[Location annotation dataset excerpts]
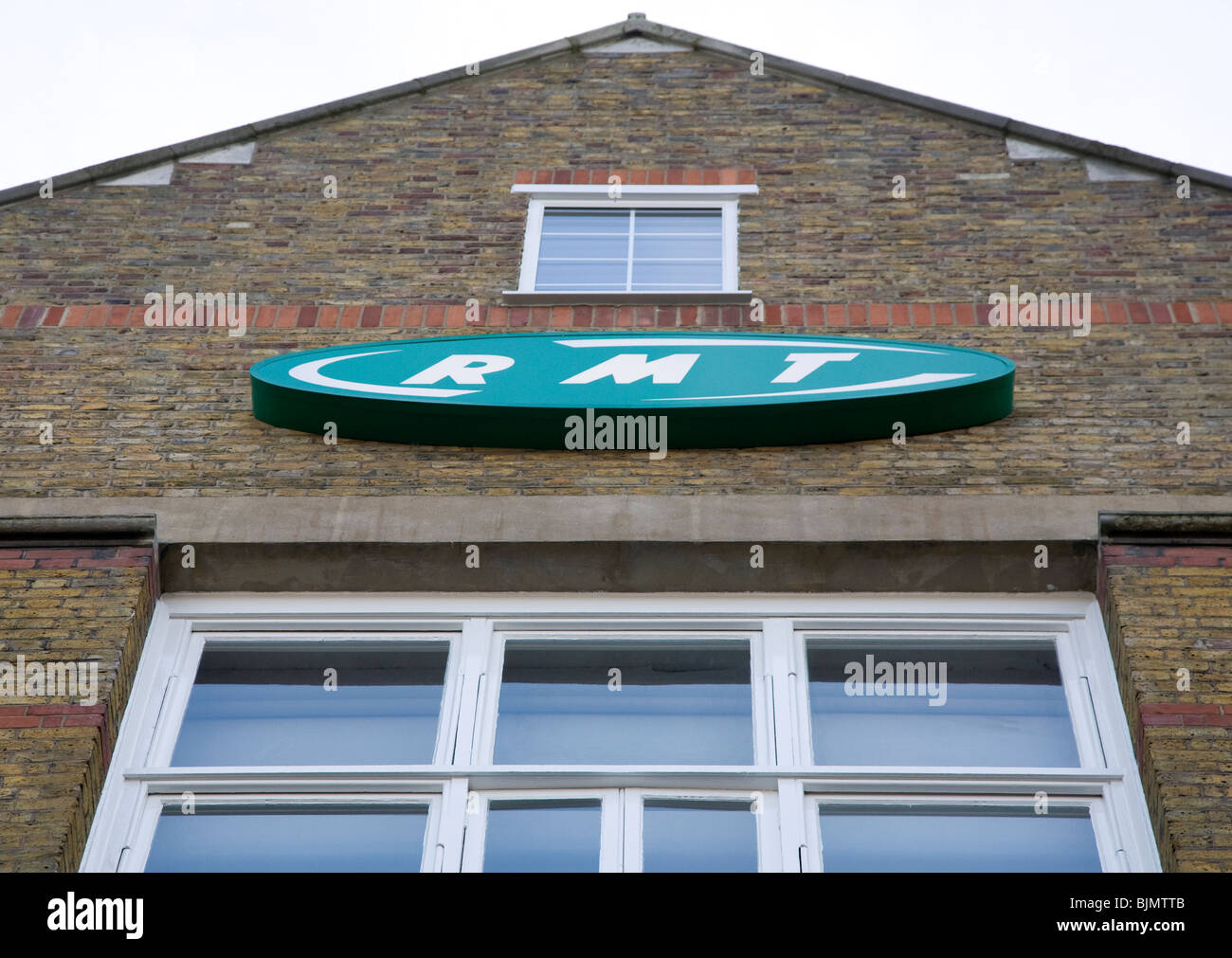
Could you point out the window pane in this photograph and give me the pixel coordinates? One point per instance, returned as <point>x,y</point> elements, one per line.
<point>542,837</point>
<point>582,276</point>
<point>288,839</point>
<point>957,840</point>
<point>275,707</point>
<point>625,702</point>
<point>678,247</point>
<point>586,221</point>
<point>584,247</point>
<point>698,837</point>
<point>668,275</point>
<point>937,706</point>
<point>709,222</point>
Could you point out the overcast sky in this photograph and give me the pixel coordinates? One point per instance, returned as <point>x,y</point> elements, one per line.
<point>90,81</point>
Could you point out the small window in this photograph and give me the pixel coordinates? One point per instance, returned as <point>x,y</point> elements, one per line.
<point>288,838</point>
<point>640,702</point>
<point>956,839</point>
<point>631,250</point>
<point>939,704</point>
<point>611,732</point>
<point>647,242</point>
<point>320,703</point>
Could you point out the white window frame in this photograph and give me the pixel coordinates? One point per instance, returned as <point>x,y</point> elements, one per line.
<point>139,782</point>
<point>545,196</point>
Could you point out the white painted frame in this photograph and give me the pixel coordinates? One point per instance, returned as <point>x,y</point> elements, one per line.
<point>138,778</point>
<point>543,196</point>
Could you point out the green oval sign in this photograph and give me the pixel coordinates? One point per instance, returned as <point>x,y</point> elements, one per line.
<point>554,390</point>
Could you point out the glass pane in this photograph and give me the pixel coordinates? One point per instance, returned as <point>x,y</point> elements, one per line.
<point>937,706</point>
<point>698,837</point>
<point>288,840</point>
<point>957,840</point>
<point>679,247</point>
<point>582,276</point>
<point>625,703</point>
<point>679,221</point>
<point>276,706</point>
<point>668,275</point>
<point>542,837</point>
<point>586,221</point>
<point>584,247</point>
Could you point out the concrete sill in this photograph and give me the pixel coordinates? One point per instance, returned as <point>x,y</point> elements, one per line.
<point>514,298</point>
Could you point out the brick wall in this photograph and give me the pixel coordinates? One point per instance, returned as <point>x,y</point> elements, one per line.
<point>64,604</point>
<point>424,219</point>
<point>1169,608</point>
<point>424,209</point>
<point>169,412</point>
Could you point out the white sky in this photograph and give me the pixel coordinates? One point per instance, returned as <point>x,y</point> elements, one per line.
<point>90,81</point>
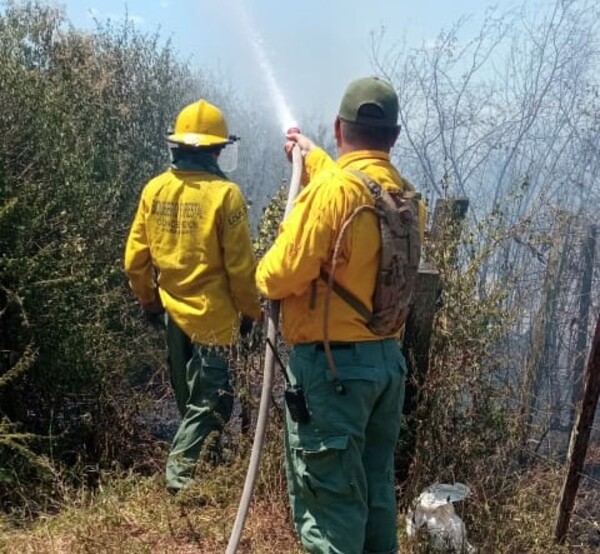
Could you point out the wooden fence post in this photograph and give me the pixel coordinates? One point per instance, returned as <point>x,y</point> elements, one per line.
<point>445,230</point>
<point>580,437</point>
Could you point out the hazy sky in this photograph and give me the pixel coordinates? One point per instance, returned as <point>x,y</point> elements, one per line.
<point>311,48</point>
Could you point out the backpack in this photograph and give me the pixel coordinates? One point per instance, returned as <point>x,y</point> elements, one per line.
<point>398,214</point>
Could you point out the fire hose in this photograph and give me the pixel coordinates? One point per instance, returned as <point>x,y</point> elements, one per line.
<point>265,397</point>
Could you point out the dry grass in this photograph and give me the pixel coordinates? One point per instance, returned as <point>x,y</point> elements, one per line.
<point>136,515</point>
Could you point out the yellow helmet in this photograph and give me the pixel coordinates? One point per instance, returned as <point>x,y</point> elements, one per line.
<point>200,124</point>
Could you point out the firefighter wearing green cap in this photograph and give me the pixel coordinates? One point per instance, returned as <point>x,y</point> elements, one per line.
<point>189,253</point>
<point>340,463</point>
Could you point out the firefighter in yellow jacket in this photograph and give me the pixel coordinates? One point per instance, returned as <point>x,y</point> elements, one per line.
<point>189,251</point>
<point>340,463</point>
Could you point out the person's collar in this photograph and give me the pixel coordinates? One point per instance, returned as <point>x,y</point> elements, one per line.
<point>357,155</point>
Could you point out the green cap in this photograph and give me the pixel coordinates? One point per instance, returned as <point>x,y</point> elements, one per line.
<point>370,101</point>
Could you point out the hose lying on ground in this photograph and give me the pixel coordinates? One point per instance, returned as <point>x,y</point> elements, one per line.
<point>265,397</point>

**Exercise task**
Write out all of the data above word for word, leaving out the pictures.

**Result of this task**
Could you point out the window pane in this photograph and give me the pixel coordinates? One point per instance, returned as <point>x,y</point> elements, one per line.
<point>542,837</point>
<point>582,276</point>
<point>288,839</point>
<point>957,840</point>
<point>275,707</point>
<point>625,702</point>
<point>678,247</point>
<point>586,221</point>
<point>584,247</point>
<point>698,837</point>
<point>668,275</point>
<point>937,706</point>
<point>709,222</point>
Could you point out the overcast sky in this photograph and give me the pixel coordinates? One point per instance, returned as <point>x,y</point> elements, one per line.
<point>90,81</point>
Could you point out the small window in this photograph and give me the pixel coordinates? One point per instance, returned as <point>x,y</point> elements, one per line.
<point>288,838</point>
<point>640,702</point>
<point>956,839</point>
<point>631,250</point>
<point>939,704</point>
<point>611,732</point>
<point>647,242</point>
<point>320,703</point>
Could you point out the white window frame in this photograph and give me the pixel coordinates? One point per instance, returned as <point>x,y</point> elements, one per line.
<point>139,782</point>
<point>545,196</point>
Could you point out the white painted frame in this photograph and give me the pixel coordinates? One point per instance, returned as <point>x,y</point> elements, one per line.
<point>138,778</point>
<point>543,196</point>
Could you point out the green oval sign in this photograph and give me the pixel coordinates? One point per instance, returned as <point>x,y</point> elements, one per line.
<point>554,390</point>
Could you point out the glass pane in this photograph and give me the pixel coordinates? One point per instance, returned as <point>x,y</point> elements, one per line.
<point>937,706</point>
<point>698,837</point>
<point>288,840</point>
<point>957,840</point>
<point>679,247</point>
<point>582,276</point>
<point>625,703</point>
<point>679,221</point>
<point>276,706</point>
<point>668,275</point>
<point>542,837</point>
<point>586,221</point>
<point>584,247</point>
Could you point out the concrete sill in this photograph and give me the pixel coordinates? One point per instance, returned as <point>x,y</point> elements, one per line.
<point>514,298</point>
Could you point out the brick wall in this photograph and give me the pixel coordinates? One point per instance, returned as <point>x,y</point> elements, one per line.
<point>64,604</point>
<point>424,219</point>
<point>1169,608</point>
<point>424,209</point>
<point>169,412</point>
Could you point out the white sky in this photograph and give me the pixel coordinates? One point per instance, returned as <point>x,y</point> elements, one per line.
<point>90,81</point>
Could you point out the wooden fence post in this photograph and give me the pixel coordinates? One point per instance, returned as <point>x,y</point> elements, one per line.
<point>445,230</point>
<point>580,437</point>
Could you point out the hazy sky in this photograph and give me the pixel coordinates? One point per instance, returned as <point>x,y</point> elements, one per line.
<point>311,48</point>
Could you point out the backpack in this photograph and give me the pixel coordinates? One point per instance, returned as <point>x,y</point> elements, one per line.
<point>398,214</point>
Could you point out the fire hose in this photograph and give me the pixel coordinates? One point per instance, returned as <point>x,y</point> elements, one per line.
<point>265,397</point>
Could you point out the dry grass in this photograph and give me the pixel coordinates? One point per instance, returned as <point>x,y</point> elements, one per line.
<point>136,515</point>
Could you point out the yellow helmet in this photograph and give me the pixel coordinates? One point per instance, returned as <point>x,y</point> elements, one per line.
<point>200,124</point>
Could you point out the firefighter wearing green cap in this photograph and give me the pixel coordinates? One point per instance, returned as <point>x,y</point> elements, one per line.
<point>189,253</point>
<point>340,463</point>
Could you point out the firefighter in yellow jacket in this photograph and give me the pixel coordinates? One point per instance, returned as <point>x,y</point> elements, one per line.
<point>189,251</point>
<point>340,463</point>
Could you point out the person's collar in this photograph and give me the pixel coordinates? One point per instance, returned as <point>x,y</point> elements, one per line.
<point>357,155</point>
Could you point out the green cap in this photograph and give me the pixel coordinates? One point per instance, returned as <point>x,y</point> elements, one per line.
<point>370,101</point>
Could you point out the hose lying on ground in this photograph and give me the pixel coordinates? One point per instance, returned as <point>x,y</point> elements, one per line.
<point>265,397</point>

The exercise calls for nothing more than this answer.